Belakangan, kita mengetahui bahwa melemahnya nilai tukar rupiah terhadap dolar telah membuat kepanikan tersendiri terhadap publik. Beragam respon mulai bermunculan. Mulai dari institusi pemerintah yang menganggap ini bukanlah hal yang perlu dikhawatirkan – mengingat krisis ini tidak sebanding dengan tahun 98 –, hingga berbagai elemen layaknya oposisi pemerintah yang menilai ini merupakan masalah serius yang tidak boleh luput dari penanggulangan pemerintah. Terlepas dari berbagai macam respon yang dikeluarkan oleh banyaknya elemen yang ada di indonesia, terdapat suatu fenomena unik yang nampaknya patut dijadikan perhatian, yaitu respon mahasiswa terhadap problematika ini.
Munculnya aksi-aksi mahasiswa yang dinisiasi oleh aksi UIR (10/9/2019) kepada pemerintah yang salah satu tuntutannya adalah stabilkan perekonomian bangsa telah menyedot perhatian publik. Bagaimana tidak, setelah diadakannya aksi tersebut, mulai bermunculan dukungan kepada entitas gerakan mahasiswa untuk ikut menyuarakan keresahan dan problematika bangsa kepada penguasa. Hal itupun disambut cukup baik oleh elemen-elemen mahasiswa lainnya, salah satunya adalah aksi yang dilakukan oleh Aliansi BEM Seluruh Indonesia Wilayah Jabodetabek-Banten di Kementrian Keuangan pada tanggal 14 September 2018. Dari berbagai macam rentetan aksi-aksi tersebut, muncul kembali pertanyaan, “Mengapa Mahasiswa (Masih) Harus Bergerak?”.

__KETENTUAN LATIHAN__
- 1) Salin persis bagian teks tentang melemahnya rupiah yang dibuka dengan kata-kata "Belakangan, kita mengetahui" dan ditutup dengan "terhadap problematika ini.".
- 2) Menurut teks tentang melemahnya rupiah, mengapa institusi pemerintah menganggap keadaan ini bukan hal yang perlu dikhawatirkan? Jawab dalam satu sampai tiga kalimat.
- 3) Tulis lanjutan teks tentang melemahnya rupiah, dimulai setelah kalimat terakhir yang tercantum.

__KUMPULAN BARIS__
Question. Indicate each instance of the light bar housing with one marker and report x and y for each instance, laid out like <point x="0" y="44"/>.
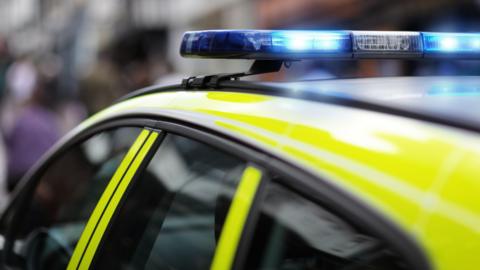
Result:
<point x="297" y="45"/>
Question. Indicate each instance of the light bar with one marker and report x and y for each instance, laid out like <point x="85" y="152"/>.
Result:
<point x="297" y="45"/>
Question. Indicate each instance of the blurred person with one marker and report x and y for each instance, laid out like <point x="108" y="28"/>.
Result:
<point x="5" y="61"/>
<point x="34" y="127"/>
<point x="101" y="85"/>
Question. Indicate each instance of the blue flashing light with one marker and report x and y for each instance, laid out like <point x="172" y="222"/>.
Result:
<point x="297" y="45"/>
<point x="262" y="44"/>
<point x="451" y="43"/>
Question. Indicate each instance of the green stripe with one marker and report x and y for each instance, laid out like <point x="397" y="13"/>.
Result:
<point x="115" y="200"/>
<point x="102" y="203"/>
<point x="236" y="218"/>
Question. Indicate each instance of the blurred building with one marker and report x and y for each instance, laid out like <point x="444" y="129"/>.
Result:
<point x="78" y="30"/>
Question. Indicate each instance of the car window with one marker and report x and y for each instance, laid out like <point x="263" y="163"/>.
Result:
<point x="296" y="233"/>
<point x="54" y="214"/>
<point x="174" y="211"/>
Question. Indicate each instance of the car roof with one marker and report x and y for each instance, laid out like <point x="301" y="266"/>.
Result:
<point x="448" y="100"/>
<point x="367" y="153"/>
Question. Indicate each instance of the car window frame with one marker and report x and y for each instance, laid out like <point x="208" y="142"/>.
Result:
<point x="299" y="179"/>
<point x="29" y="182"/>
<point x="306" y="183"/>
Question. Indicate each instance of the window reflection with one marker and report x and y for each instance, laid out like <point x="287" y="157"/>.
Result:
<point x="175" y="210"/>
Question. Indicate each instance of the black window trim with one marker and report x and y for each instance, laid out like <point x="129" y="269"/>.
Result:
<point x="299" y="179"/>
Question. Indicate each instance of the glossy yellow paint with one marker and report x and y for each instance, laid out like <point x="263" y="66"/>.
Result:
<point x="114" y="200"/>
<point x="91" y="225"/>
<point x="425" y="177"/>
<point x="236" y="218"/>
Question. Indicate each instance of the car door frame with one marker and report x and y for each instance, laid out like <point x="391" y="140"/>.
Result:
<point x="296" y="177"/>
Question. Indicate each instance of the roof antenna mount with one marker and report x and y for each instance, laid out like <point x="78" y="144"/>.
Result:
<point x="213" y="81"/>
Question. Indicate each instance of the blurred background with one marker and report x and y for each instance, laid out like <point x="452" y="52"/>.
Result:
<point x="63" y="60"/>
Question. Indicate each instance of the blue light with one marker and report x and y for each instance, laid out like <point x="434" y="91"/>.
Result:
<point x="451" y="43"/>
<point x="262" y="44"/>
<point x="297" y="45"/>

__JAWABAN__
- 1)
Belakangan, kita mengetahui bahwa melemahnya nilai tukar rupiah terhadap dolar telah membuat kepanikan tersendiri terhadap publik. Beragam respon mulai bermunculan. Mulai dari institusi pemerintah yang menganggap ini bukanlah hal yang perlu dikhawatirkan – mengingat krisis ini tidak sebanding dengan tahun 98 –, hingga berbagai elemen layaknya oposisi pemerintah yang menilai ini merupakan masalah serius yang tidak boleh luput dari penanggulangan pemerintah. Terlepas dari berbagai macam respon yang dikeluarkan oleh banyaknya elemen yang ada di indonesia, terdapat suatu fenomena unik yang nampaknya patut dijadikan perhatian, yaitu respon mahasiswa terhadap problematika ini.

- 2) Institusi pemerintah menganggapnya tidak perlu dikhawatirkan karena krisis ini tidak sebanding dengan krisis tahun 98.

- 3)
Empat Peran Mahasiswa
Sebelum penulis menjabarkan lebih jauh terkait alasan mengapa mahasiswa harus bergerak, ijinkan penulis terlebih dahulu sedikit menjelaskan empat peran mahasiswa. Idealnya, dalam berbagai macam kegiatan kemahasiswaan yang diadakan di kampus-kampus, ataupun retorika para orator diatas panggung jalanan, mereka akan menyebutkan bahwa mahasiswa memiliki empat peran: Agent of Change, Social Control, Iron Stock, dan Moral Force.
Sebagai seorang mahasiswa, kita semestinya menjadi solusi atas segala macam problematika yang hadir di tengah-tengah bangsa kita. Oleh karenanya, kita harus menjadi agen perubahan (agent of change) yang mampu merubah kondisi bangsa menuju arah yang lebih baik.
Berperan sebagai social control, mahasiswa harus mampu menempatkan diri ditengah-tengah masyarakat, mendengarkan keluh kesah masyarakat, dan memposisikan diri untuk menanggulangi timbulnya gejolak ditengah-tengah masyarakat. Sebagai iron stock, mahasiswa berperan sebagai pengganti generas-generasi sebelumnya untuk melanjutkan estafet kepemimpinan bangsa. Serta, mahasiswa memiliki peran sebagai moral force yang berguna sebagai penguat moral ketika bangsa menghadapi permasalahan identitas dan sebagainya.
Masalah Yang Begitu Kompleks
Dengan empat peran yang sudah dipaparkan di atas, mahasiswa dihadapkan dengan permasalahan yang begitu kompleks. Sebut saja masalah perekonomian, masalah sosial, pengekan hukum, kebebasan berdemokrasi, dan masalah-masalah lainnya yang hari ini dialami ibu pertiwi yang sedang terisak tangis. Masalah-masalah tersebut merupakan masalah multidimensi, mulai dari masalah horizontal yang bersinggungan langsung dengan masyarakat, hingga masalah vertikal yang menyinggung peranan pemerintah sebagai penanggung jawab atas masalah-masalah kompleks tersebut.
Jangan Lupa universitas di Indonesia juga memiliki tujuan bersama yang dirangkum dalam Tri Dharma Perguruan Tinggi.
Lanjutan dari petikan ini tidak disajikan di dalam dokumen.